··· THE DATA ···
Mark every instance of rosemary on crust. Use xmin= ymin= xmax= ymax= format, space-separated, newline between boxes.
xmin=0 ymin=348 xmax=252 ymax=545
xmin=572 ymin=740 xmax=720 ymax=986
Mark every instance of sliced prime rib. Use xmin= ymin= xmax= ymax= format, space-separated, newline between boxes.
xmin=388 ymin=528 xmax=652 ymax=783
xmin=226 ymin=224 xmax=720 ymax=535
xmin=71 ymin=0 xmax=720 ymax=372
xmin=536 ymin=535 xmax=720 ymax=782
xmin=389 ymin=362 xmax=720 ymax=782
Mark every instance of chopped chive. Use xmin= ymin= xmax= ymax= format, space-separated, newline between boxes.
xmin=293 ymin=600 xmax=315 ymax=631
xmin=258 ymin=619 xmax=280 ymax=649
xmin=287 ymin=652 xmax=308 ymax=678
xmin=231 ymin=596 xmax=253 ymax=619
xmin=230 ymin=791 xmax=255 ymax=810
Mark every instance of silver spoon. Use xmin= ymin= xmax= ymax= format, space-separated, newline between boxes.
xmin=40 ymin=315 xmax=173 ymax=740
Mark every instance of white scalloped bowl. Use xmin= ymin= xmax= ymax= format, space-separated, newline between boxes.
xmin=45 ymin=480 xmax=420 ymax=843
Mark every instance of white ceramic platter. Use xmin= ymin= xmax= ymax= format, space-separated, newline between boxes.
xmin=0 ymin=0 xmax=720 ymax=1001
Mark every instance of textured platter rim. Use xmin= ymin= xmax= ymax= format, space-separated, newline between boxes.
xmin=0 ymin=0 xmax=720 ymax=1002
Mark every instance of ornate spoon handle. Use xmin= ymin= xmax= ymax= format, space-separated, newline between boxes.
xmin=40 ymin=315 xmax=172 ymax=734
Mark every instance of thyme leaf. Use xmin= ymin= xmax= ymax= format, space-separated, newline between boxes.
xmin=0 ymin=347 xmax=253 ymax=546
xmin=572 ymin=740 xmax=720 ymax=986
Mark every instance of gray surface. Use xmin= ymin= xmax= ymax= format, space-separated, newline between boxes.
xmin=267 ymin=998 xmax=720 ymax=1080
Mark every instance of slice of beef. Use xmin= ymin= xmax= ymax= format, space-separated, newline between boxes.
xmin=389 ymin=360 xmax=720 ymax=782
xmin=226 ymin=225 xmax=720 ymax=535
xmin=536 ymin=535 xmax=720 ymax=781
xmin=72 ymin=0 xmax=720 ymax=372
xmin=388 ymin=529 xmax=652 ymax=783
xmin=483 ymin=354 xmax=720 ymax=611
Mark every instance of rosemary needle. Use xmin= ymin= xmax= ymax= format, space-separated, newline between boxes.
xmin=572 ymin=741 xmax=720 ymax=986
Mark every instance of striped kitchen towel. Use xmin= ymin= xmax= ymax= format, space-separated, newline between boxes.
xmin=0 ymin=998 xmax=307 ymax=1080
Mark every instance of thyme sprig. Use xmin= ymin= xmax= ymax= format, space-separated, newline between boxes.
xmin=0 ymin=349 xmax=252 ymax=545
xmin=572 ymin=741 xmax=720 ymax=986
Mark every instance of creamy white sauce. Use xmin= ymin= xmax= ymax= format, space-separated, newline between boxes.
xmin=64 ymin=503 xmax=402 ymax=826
···
··· THE DATA ···
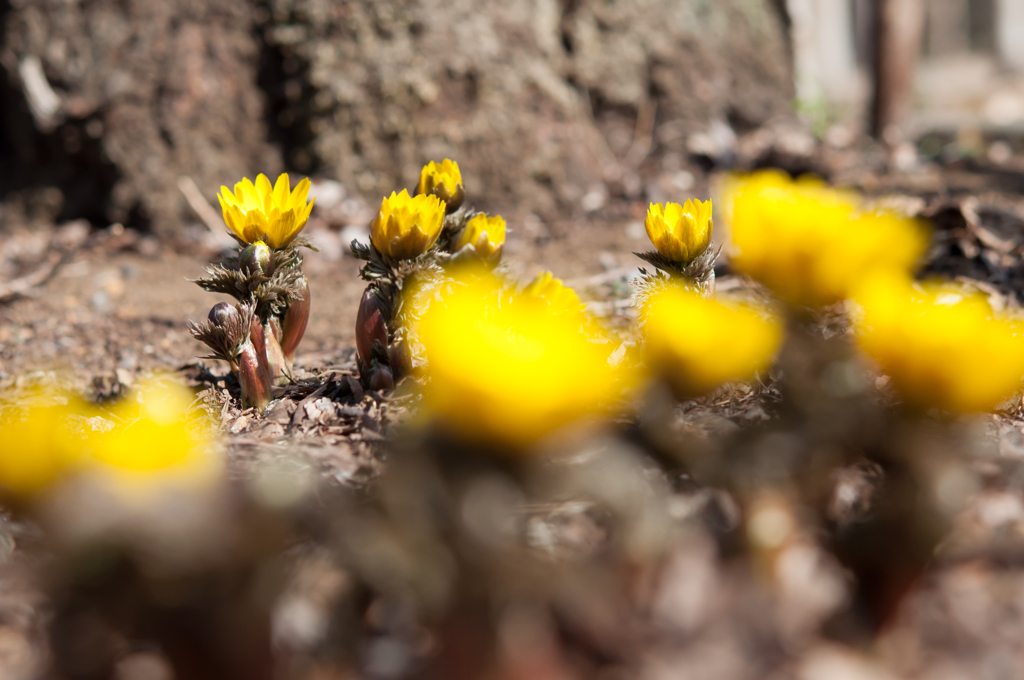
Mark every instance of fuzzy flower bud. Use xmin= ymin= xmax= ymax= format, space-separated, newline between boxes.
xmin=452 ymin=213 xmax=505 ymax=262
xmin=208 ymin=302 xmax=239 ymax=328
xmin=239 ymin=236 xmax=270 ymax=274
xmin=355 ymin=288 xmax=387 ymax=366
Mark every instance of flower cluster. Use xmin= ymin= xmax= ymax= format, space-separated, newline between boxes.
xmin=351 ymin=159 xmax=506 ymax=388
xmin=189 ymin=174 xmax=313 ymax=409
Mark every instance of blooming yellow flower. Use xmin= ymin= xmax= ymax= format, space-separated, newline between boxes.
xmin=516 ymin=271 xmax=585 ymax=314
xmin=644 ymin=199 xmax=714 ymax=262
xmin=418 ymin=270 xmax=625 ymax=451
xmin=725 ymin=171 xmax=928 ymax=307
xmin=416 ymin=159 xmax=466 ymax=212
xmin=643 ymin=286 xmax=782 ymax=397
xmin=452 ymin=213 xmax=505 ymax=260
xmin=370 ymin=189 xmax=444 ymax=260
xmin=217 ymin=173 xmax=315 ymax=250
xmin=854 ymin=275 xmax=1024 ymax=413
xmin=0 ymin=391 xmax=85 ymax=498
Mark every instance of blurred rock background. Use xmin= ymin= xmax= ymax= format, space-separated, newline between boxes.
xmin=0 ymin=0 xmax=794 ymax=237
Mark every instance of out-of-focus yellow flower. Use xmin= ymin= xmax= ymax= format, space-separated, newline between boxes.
···
··· THE DATA ···
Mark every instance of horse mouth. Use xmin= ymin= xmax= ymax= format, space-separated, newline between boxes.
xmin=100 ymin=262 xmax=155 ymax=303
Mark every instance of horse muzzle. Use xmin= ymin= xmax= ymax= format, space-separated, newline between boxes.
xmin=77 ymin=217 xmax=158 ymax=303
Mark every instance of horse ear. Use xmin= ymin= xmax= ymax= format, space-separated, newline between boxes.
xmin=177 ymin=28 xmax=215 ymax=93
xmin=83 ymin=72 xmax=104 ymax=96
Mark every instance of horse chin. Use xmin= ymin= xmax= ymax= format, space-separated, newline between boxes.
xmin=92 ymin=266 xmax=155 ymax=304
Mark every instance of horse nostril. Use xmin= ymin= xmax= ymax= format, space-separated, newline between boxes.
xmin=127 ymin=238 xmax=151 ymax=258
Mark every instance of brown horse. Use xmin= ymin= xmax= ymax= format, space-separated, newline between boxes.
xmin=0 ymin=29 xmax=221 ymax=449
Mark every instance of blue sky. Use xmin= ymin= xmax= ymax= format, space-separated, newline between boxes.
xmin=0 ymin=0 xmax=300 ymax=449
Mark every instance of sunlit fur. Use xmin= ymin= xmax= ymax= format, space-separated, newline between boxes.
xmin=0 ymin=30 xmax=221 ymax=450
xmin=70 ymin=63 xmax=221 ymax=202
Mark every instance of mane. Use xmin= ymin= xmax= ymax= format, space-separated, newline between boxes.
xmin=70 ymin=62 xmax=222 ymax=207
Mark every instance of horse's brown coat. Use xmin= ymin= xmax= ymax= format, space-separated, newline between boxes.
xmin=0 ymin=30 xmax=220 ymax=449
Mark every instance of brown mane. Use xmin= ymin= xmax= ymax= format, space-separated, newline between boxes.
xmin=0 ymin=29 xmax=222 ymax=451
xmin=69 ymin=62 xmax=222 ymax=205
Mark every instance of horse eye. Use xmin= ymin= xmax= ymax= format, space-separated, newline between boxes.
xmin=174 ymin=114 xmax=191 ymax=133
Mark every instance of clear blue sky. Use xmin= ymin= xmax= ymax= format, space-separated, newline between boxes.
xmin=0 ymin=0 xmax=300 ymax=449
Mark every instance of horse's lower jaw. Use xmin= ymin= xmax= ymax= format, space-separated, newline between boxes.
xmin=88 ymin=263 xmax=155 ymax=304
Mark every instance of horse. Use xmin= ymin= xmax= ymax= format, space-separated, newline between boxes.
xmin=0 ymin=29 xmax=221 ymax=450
···
→ PROBLEM DESCRIPTION: Can you recast the data above as a Markdown table with the columns "Row" and "Line", starting at the line that has "Mark every instance of horse muzzle." and stopping after the line that has "xmin=92 ymin=266 xmax=155 ymax=304"? Leave out any blank lines.

→ EXERCISE SOLUTION:
| Row | Line |
|---|---|
| 1 | Mark every instance of horse muzzle. Use xmin= ymin= xmax= ymax= format, space-separated, newline between boxes. |
| 2 | xmin=77 ymin=217 xmax=158 ymax=303 |
| 3 | Mark every instance of horse ear. Use xmin= ymin= xmax= ymax= format, space-separated, newline between boxes. |
| 4 | xmin=177 ymin=28 xmax=215 ymax=93 |
| 5 | xmin=83 ymin=72 xmax=104 ymax=96 |
| 6 | Mark every instance of horse chin. Use xmin= ymin= xmax= ymax= format, space-separated, newline between boxes. |
| 7 | xmin=92 ymin=266 xmax=155 ymax=304 |